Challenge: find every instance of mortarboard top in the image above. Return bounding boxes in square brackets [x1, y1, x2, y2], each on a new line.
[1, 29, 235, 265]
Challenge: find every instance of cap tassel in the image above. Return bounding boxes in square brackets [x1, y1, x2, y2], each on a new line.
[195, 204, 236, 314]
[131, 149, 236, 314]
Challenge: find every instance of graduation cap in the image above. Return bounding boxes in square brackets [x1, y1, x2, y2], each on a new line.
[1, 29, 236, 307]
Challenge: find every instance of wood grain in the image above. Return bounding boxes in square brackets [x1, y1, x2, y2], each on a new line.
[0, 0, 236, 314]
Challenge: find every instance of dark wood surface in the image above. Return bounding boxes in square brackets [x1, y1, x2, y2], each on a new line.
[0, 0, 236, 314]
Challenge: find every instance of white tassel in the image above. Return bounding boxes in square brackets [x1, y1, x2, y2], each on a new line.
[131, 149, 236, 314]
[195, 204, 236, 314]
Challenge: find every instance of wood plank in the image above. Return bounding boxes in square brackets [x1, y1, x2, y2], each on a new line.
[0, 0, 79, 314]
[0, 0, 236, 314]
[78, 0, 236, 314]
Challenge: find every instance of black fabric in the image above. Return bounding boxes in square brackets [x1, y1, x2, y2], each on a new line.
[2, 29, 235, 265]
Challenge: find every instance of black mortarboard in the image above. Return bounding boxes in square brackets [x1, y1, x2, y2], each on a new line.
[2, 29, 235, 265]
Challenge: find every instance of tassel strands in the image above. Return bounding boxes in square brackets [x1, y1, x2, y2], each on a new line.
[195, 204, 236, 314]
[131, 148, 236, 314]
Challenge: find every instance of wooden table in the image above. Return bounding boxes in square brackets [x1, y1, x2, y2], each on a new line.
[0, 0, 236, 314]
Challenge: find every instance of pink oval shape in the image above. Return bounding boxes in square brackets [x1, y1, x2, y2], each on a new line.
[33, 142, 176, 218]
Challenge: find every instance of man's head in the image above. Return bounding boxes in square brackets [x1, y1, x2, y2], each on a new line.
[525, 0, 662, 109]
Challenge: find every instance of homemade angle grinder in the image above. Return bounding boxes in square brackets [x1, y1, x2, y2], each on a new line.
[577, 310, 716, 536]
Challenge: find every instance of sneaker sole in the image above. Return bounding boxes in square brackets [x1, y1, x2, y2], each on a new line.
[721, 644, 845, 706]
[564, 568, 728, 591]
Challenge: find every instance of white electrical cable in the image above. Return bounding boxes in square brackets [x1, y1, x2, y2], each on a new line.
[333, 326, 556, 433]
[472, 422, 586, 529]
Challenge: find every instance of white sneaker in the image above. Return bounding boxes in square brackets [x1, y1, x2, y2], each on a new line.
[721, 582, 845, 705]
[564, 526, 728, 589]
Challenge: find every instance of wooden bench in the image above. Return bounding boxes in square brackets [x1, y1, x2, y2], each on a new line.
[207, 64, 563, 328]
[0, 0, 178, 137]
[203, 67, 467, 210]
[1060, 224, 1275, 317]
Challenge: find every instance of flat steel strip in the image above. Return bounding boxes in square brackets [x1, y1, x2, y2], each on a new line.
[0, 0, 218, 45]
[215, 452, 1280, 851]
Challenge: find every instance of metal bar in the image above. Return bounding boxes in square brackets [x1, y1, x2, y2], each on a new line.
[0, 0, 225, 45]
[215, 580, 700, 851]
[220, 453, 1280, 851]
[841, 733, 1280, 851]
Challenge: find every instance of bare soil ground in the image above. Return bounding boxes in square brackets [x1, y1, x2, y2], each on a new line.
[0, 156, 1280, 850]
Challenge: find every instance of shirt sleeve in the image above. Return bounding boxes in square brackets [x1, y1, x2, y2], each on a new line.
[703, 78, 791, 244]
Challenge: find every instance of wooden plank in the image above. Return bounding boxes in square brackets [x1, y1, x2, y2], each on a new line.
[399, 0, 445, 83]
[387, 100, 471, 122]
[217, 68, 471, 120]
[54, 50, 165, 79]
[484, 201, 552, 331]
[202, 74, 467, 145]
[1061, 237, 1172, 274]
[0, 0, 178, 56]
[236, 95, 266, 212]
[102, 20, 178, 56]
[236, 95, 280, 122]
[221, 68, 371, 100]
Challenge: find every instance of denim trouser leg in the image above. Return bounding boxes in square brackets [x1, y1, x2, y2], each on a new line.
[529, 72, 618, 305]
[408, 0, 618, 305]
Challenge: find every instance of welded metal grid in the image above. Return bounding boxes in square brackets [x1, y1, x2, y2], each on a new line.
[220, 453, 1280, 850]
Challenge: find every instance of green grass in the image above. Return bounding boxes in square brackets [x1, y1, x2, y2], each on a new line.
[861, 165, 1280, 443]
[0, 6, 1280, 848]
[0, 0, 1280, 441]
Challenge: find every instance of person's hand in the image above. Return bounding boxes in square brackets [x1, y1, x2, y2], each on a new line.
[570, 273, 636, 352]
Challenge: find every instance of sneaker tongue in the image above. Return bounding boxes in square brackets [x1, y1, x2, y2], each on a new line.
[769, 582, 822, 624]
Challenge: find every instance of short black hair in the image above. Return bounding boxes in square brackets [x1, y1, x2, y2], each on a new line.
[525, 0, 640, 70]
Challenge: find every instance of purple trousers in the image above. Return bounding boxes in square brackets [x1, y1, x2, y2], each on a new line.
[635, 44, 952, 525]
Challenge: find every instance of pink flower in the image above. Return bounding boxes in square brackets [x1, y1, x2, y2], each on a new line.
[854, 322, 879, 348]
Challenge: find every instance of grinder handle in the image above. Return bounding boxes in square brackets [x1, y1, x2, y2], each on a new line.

(Description of the task): Copy out every line of the part that opens with the line containing "Challenge: find every instance of wooden plank" and closes with the line containing "[570, 273, 636, 352]". Leave the text lines as they are, but multiply each bounding-box coordinate by 0.35 and round it to a whole number, with halves going up.

(Written solution):
Challenge: find every instance of wooden plank in the image above. Return bounding boxes in square brackets [x1, y1, x2, y2], each on a new line.
[140, 0, 156, 29]
[135, 35, 165, 43]
[76, 24, 165, 42]
[19, 18, 58, 28]
[169, 70, 193, 116]
[71, 26, 163, 51]
[371, 83, 410, 96]
[0, 0, 62, 20]
[83, 33, 93, 74]
[36, 7, 62, 20]
[83, 33, 98, 43]
[77, 24, 130, 35]
Challenge: find every instance of denim trouser leg in the image above. Return bounding boxes in square brackets [x1, y1, x2, y2], each on a new line.
[185, 25, 216, 107]
[143, 0, 216, 107]
Challenge: find every instance of welded metal grid in the image above. Return bounding boxes in square brackets [x1, y1, x2, y2], each on a new line.
[77, 159, 448, 298]
Challenge: find every instance of green grass in the image above. Return bounding boxes in square brackets [x1, y1, x2, y2], each on a new line.
[301, 58, 448, 155]
[0, 2, 448, 297]
[0, 0, 448, 154]
Challenge: find every instance of person's hand in the image above. Return bounding boxes in square brackets [x1, y1, x2, y2], each on a new line.
[200, 96, 223, 123]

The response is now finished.